**Complete the following:**
A – In the passage on Guibourtia tessmannii bark extract, condense the paragraph beginning "According to Tankeu et al." into a shorter version that keeps its main facts.
B – Extend the passage on Guibourtia tessmannii bark extract by writing what comes after its final sentence.
[Document passage — start]
According to Tankeu et al., (2020) [9] , a plant who’s LD50 of its extract is greater than 2000 mg/kg of body weight is considered very low toxic for animal testing. Consequently, the aqueous extract of the trunk bark of Guibourtia tessmannii would be very non-toxic. The increase in body weights of the groups of rats during this study would be consistent with the non-toxicity of the aqueous extract of the trunk bark of Guibourtia tessmannii. This result supports that of the observation of physiological parameters which also showed that the aqueous extract of the bark of the trunk of Guibourtia tessmannii would be of low toxicity. Etame et al., (2017) [12] found similar results. They showed that the weight growth of males and females increased overall regardless of the batch chosen.

Except for rats from batch 2 (negative control), the blood sugar levels of rats from all other batches decreased at the end of the hypoglycemic activity study. The antihyperglycemic activity revealed three groups of rats (batches 1, 3 and 6) in which blood sugar levels decreased and four groups in which blood sugar levels increased after the 180 minutes of study. However, glibenclamide 5 mg/kg which is the reference molecule lowered blood sugar levels more than the other treatments applied in the other batches in one or the other study case. These reductions would be due to the presence of flavonoids, tannins, coumarins and saponins in the silver nanoparticles. All of these molecules act by stimulating the production of insulin by the pancreas, which in turn causes a reduction in intestinal absorption of glucose. The blood sugar peaks that follow meals would thus be reduced. Wouegam Sagouo (2019) [13] found similar results in this work which focused on the evaluation of the hypoglycemic and antihyperglycemic activity of extracts of bark from the trunk of Guibourtia demeusei.
[Document passage — finish]
[Listed records — start]
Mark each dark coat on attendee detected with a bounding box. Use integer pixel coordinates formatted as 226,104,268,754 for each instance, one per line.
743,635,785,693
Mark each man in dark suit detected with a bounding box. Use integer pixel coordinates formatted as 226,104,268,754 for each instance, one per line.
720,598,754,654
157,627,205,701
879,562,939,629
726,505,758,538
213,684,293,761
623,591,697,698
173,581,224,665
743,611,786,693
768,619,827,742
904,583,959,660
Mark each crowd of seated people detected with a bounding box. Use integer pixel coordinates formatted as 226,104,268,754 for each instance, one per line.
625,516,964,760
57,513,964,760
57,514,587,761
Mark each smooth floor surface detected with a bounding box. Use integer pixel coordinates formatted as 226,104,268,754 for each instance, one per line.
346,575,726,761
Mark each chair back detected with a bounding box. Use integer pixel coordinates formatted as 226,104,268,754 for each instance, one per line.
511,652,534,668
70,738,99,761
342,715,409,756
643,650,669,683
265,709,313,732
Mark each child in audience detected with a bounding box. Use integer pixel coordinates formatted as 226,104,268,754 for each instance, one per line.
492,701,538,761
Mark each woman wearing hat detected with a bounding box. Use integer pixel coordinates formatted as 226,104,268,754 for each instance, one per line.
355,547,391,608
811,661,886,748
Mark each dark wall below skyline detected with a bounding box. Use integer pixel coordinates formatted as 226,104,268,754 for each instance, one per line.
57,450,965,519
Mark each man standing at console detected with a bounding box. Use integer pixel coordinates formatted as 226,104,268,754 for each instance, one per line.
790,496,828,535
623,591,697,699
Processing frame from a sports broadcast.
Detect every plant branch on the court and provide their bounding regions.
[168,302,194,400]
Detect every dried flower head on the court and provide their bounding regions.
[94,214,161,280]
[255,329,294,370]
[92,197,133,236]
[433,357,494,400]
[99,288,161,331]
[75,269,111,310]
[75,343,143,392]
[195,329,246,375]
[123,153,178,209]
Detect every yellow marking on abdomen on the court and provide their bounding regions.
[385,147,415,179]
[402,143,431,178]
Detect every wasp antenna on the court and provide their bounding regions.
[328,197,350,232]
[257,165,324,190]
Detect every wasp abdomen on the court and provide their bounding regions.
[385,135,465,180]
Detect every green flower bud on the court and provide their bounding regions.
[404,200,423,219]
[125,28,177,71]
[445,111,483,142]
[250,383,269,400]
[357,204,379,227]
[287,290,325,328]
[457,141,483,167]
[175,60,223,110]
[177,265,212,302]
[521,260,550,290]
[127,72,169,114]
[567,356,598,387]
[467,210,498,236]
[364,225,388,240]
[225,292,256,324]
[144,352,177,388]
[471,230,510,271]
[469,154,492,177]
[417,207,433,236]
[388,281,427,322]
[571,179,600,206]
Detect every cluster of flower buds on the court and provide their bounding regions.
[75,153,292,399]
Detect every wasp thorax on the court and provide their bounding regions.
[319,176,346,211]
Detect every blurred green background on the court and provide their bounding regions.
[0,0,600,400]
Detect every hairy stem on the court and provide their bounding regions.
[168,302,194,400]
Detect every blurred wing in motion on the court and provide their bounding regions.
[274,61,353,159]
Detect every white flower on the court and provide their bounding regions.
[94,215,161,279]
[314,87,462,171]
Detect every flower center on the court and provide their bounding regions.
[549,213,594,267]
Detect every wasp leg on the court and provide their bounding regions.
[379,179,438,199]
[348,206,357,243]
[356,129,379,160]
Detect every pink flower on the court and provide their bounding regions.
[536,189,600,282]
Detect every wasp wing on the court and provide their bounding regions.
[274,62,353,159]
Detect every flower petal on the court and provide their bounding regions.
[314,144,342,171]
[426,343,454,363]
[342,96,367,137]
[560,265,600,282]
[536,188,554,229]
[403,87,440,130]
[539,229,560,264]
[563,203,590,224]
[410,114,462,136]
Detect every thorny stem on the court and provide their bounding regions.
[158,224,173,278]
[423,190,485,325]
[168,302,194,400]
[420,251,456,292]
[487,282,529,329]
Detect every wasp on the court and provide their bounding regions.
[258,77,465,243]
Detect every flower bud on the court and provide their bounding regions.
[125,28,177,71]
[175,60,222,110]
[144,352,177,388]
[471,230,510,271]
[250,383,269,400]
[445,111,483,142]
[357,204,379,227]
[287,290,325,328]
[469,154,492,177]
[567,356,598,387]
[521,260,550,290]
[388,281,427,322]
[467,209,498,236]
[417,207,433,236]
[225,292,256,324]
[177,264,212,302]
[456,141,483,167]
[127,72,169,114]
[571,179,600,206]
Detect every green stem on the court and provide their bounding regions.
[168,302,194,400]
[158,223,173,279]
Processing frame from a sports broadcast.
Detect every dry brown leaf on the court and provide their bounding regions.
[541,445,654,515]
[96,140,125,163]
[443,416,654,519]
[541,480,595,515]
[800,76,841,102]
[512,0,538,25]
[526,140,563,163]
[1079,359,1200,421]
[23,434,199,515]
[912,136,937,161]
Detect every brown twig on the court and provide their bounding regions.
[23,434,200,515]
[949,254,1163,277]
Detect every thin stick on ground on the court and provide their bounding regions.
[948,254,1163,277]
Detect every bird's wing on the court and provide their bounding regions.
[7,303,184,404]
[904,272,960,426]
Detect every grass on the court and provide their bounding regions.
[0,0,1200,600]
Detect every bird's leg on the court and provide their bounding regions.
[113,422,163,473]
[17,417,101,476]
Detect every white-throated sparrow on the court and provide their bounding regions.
[Listed records — finish]
**Results in order:**
A – Tankeu et al. (2020) consider a plant extract with an LD50 above 2000 mg/kg of body weight to have very low toxicity for animal testing, so the aqueous extract of Guibourtia tessmannii trunk bark would be very non-toxic. The rats' weight gain during the study and the observed physiological parameters both point to this low toxicity. Etame et al. (2017) reported similar results, with weight growth in males and females increasing overall regardless of batch.

B –
5. Conclusion

The objective of this work was to study the acute deficiency and the hypoglycemic and antihyperglycemic activities of silver nanoparticles from Guibourtia tessmannii. The mass of crude extract obtained after the decoction of 50 g of powders in 500 ml of distilled water was 4.8 g, for an extraction yield of 8.76%. Following the phytochemical screening of the trunk barks of G. tessmannii. Only the alkaloid test was negative. At the end of the fourteen days of acute dependence study, the LD50 was greater than 2000 mg/kg. The average body masses of the two groups of rats increased during the experiment. Autopsy of internal organs revealed similar characteristics between rats from the treated group and rats from the control group. All these parameters studied lead to the observation that the aqueous extract of the bark of the trunk of G. tessmannii is very little toxic. The blood glucose levels of the different groups of rats experienced numerous fluctuations during the 180 minutes of study for both the hypoglycemic activity test and the antihyperglycemic activity. However, it should be noted that glibenclamide 5 mg/kg which is the reference molecule contributed to reducing blood sugar levels more than the other treatments applied in the other batches. It was followed by treatment with silver nanoparticles at a dose of 400 µg/kg in both tests. Following the study of Hémigène and the hypoglycemic and antihyperglycemic activities, the silver nanoparticles of G. tessmannii can be used after more in depth studies, for the optimized formulation of improved traditional drugs to fight against diabetes.

Acknowledgements

Our thanks go particularly to the Department of Pharmaceutical Sciences, Faculty of Medicine and Pharmaceutical Sciences, University of Douala, B. P. 2701 Douala, Cameroon for the availability of the equipment and reagents necessary for the completion of this work.

Data Availability

All data generated or analyzed during this study was included in this Original Research Article.

Authors’ Contributions

Ngoulé Charles Christian designed and carried out the study, Sone Enone Bertin, Tankeu Séverin Elisée, Songue Pascal, Ngo Nyobe Biwole Caroline and Jean-Pierre Nguene wrote the Original Research Article and Gisèle Loe Etame and Eya’ane Meva François supervised the work. All authors have read and approved the final manuscript.

Conflicts of Interest

The authors declare no conflicts of interest regarding the publication of this paper.